[Begin Provided records]

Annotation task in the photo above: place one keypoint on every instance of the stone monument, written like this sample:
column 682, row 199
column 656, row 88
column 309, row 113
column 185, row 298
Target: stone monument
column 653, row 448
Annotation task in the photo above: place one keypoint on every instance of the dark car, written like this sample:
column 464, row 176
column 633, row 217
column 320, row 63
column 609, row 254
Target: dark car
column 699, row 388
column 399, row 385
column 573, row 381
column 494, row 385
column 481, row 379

[End Provided records]
[Begin Provided records]

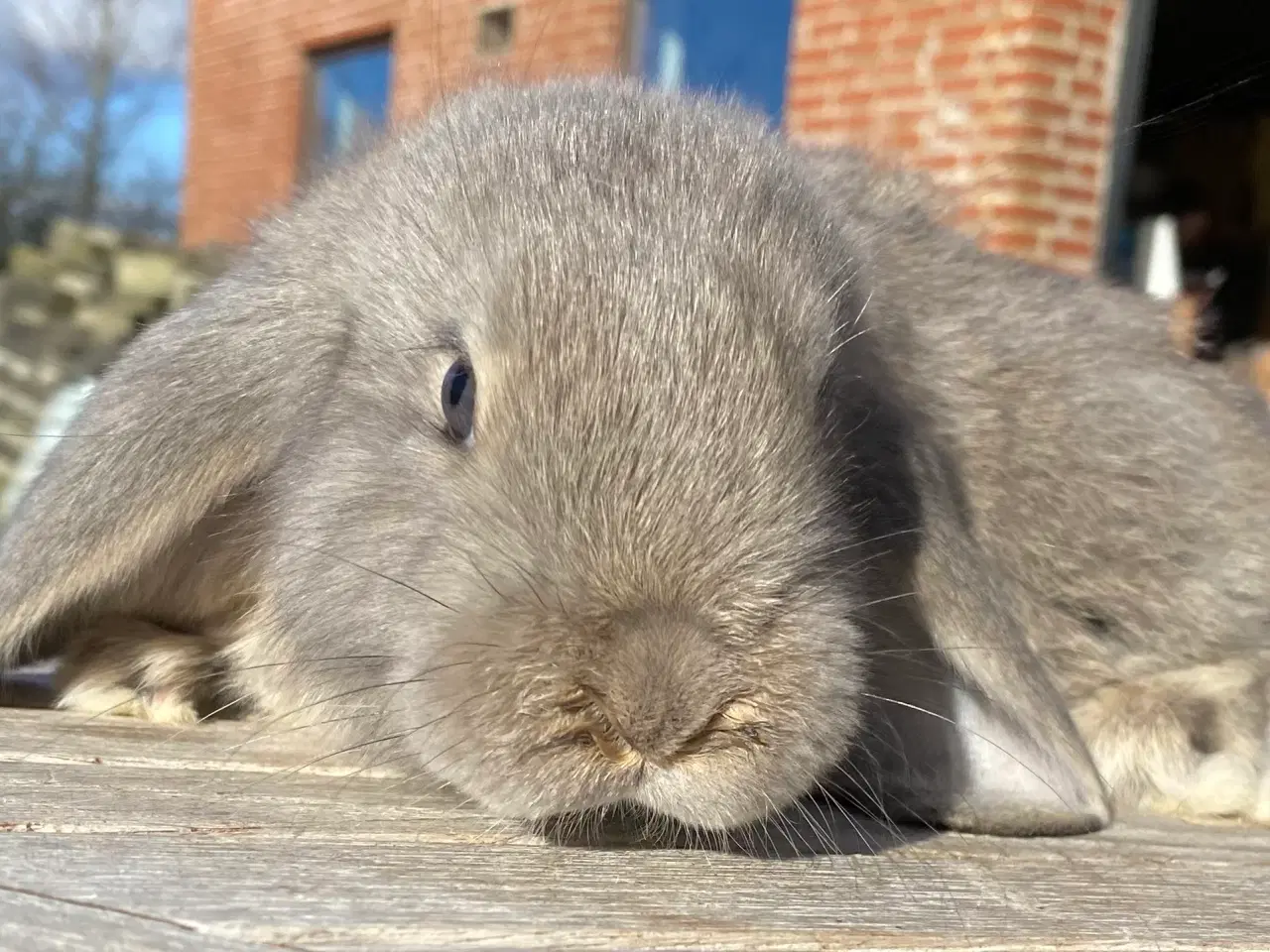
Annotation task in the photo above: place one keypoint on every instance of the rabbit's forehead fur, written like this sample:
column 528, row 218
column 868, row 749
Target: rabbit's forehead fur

[End Provided records]
[Begin Provided records]

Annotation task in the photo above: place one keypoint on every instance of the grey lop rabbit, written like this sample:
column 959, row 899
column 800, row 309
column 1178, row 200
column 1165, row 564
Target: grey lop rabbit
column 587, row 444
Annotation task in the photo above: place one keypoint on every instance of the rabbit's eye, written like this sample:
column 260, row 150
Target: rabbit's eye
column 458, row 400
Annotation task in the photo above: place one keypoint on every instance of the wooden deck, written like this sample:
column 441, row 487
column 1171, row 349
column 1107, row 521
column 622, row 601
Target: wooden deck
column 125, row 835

[End Provided records]

Task prompt »
Please replace "wooden deck" with "wooden porch" in the records from the line with "rabbit's eye, written" up to and including the line with "column 125, row 835", leaving everything else unchanged. Give back only those lines.

Task response »
Annotation task in the photo above: place one keypoint on every instance of the rabbit's eye, written like this sample:
column 260, row 150
Target: rabbit's eye
column 458, row 400
Annotation task in the photo above: place one keypoint on every instance of the wooden porch, written like this sample:
column 441, row 487
column 1171, row 349
column 1107, row 521
column 622, row 601
Target: wooden porch
column 125, row 835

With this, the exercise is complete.